- [Job]:
Please copy the records below, replacing "marker" with "point" everywhere it occurs and keeping everything else unchanged.

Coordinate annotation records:
# # #

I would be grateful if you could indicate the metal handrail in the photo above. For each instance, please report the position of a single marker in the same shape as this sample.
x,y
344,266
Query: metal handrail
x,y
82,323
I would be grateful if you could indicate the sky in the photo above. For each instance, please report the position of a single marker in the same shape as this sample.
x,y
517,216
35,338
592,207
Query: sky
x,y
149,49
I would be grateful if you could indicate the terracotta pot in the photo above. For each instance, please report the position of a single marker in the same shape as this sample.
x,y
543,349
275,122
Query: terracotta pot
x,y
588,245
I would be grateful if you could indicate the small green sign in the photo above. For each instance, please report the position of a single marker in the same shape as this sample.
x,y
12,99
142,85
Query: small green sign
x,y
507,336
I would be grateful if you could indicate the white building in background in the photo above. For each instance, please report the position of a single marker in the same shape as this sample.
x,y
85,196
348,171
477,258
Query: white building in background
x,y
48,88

# # #

- [Solved problem]:
I would be grateful if you could indicate the metal handrail in the photo above. For each instance, please report the position of a single point in the same shape as this sample.
x,y
344,266
Query: metal handrail
x,y
82,323
I would be grateful if you could indicate the sky in the photo above. For each instance, please report the position of a single point in the same shape as this sample.
x,y
517,216
35,338
592,207
Query: sky
x,y
149,49
I would be grateful if you could indicate the terracotta pot in the photo above. For each instance, please report the position of a single point in the same shape as this sample.
x,y
543,349
275,122
Query: terracotta pot
x,y
588,245
I would be grateful if you could indicate the small green sign in the photo above. For each instance, please report the position of a single point in the same shape as this sample.
x,y
12,99
142,85
Query: small green sign
x,y
507,336
I would be grateful if you could indicate the white building in background in the photo above. For each instance, please report the position of a single point in the same shape as this sample.
x,y
85,196
348,171
477,258
Query: white building in background
x,y
48,88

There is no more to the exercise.